_Task to complete_
Repeat every line of the listing below exactly, minus the pictures.
/---
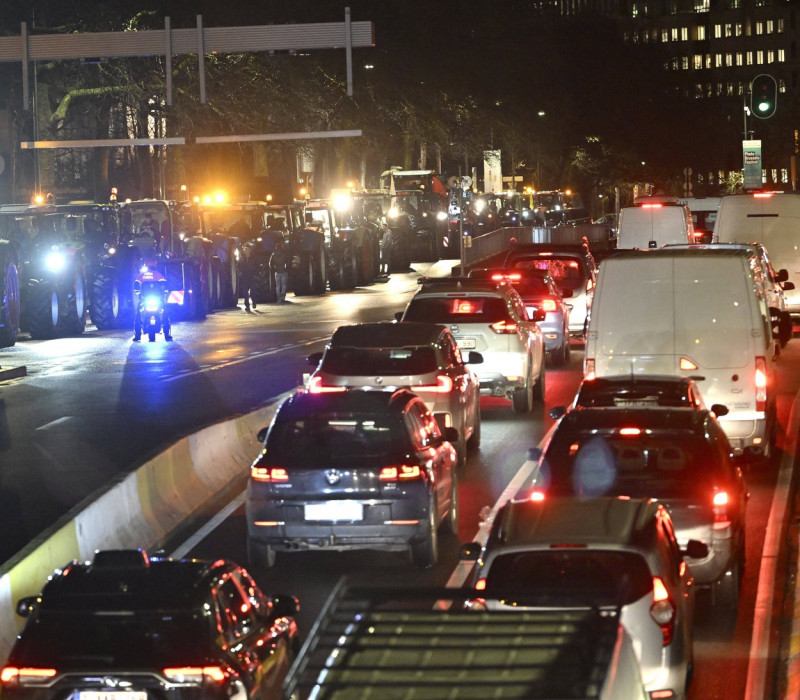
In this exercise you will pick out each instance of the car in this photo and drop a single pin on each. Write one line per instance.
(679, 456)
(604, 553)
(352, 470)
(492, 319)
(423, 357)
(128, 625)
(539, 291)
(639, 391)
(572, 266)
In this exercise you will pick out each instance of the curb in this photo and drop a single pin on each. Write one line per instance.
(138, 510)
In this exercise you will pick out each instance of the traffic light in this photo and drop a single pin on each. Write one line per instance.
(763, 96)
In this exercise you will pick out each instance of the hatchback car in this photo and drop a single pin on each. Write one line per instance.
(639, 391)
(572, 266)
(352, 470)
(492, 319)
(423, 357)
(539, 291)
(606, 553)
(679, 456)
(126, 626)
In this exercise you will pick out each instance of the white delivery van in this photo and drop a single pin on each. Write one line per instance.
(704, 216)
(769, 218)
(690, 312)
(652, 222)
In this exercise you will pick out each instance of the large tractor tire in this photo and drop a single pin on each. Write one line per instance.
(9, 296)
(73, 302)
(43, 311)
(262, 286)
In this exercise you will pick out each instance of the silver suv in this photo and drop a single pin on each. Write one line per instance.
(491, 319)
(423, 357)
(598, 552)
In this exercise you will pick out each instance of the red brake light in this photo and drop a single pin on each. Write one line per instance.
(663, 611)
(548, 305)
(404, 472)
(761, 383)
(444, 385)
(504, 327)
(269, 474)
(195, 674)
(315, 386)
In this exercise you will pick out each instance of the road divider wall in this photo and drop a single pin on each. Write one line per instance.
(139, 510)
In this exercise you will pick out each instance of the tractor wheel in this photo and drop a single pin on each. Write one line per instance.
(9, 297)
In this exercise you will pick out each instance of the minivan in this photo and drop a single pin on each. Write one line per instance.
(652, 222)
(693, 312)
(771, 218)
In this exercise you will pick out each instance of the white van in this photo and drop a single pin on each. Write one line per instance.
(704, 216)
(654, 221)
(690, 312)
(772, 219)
\---
_Result of this exercise_
In this exercise you will pick out each instance of the car in this photo and drop a single pin on each. Write one line per instance.
(679, 456)
(604, 553)
(352, 470)
(492, 319)
(423, 357)
(128, 625)
(539, 291)
(639, 391)
(572, 266)
In this exercise you will pick out each instance of the curb in this photo and drop a single pin on each. Write one line per instance.
(138, 510)
In this exercise you will pick out each instance of the traffic light in this photo and drop a single pin on each. Write one line per instance.
(763, 96)
In this exercise you will pick out each instance of the hatchback car in this photo and drop a single pin on each. Write one line per instance.
(639, 391)
(572, 266)
(352, 470)
(492, 319)
(423, 357)
(539, 291)
(606, 553)
(679, 456)
(126, 626)
In this exercise you will pick out each instance of the white delivery van in this photo and drop a single pin on each. Write one line per instance.
(704, 216)
(769, 218)
(690, 312)
(652, 222)
In this exercise you will pick out each instance of the large tractor tire in this photo and drop a single pin on each. Write one line per instance.
(9, 296)
(73, 302)
(43, 311)
(262, 286)
In this exercise you will pick out each instance of the silver suv in this photo and drop a single pin on each. Write one line per instance.
(491, 319)
(423, 357)
(598, 552)
In this exercise you will pick out each instance of the red brake light in this photo and drop a single pin on each. Write one line per instance.
(663, 611)
(548, 305)
(404, 472)
(761, 383)
(444, 385)
(504, 327)
(269, 474)
(195, 674)
(315, 386)
In this exercise you will pick out each instance of the road divider wall in this photo and drop a single pin on each. Write one line per instance.
(139, 510)
In this exercise you will pick out each instance of the tractor wheel in this photo and drop a single pin on each. Write one line per instance.
(9, 297)
In this exercise you will pick out each instance of the minivan in this photo and drop a single pin on each. Write one line per instance.
(652, 222)
(693, 312)
(771, 218)
In this exercise you will pick out each instance of the white van in this photo and drop a single pin on each. Write one line per instance.
(704, 216)
(654, 221)
(690, 312)
(772, 219)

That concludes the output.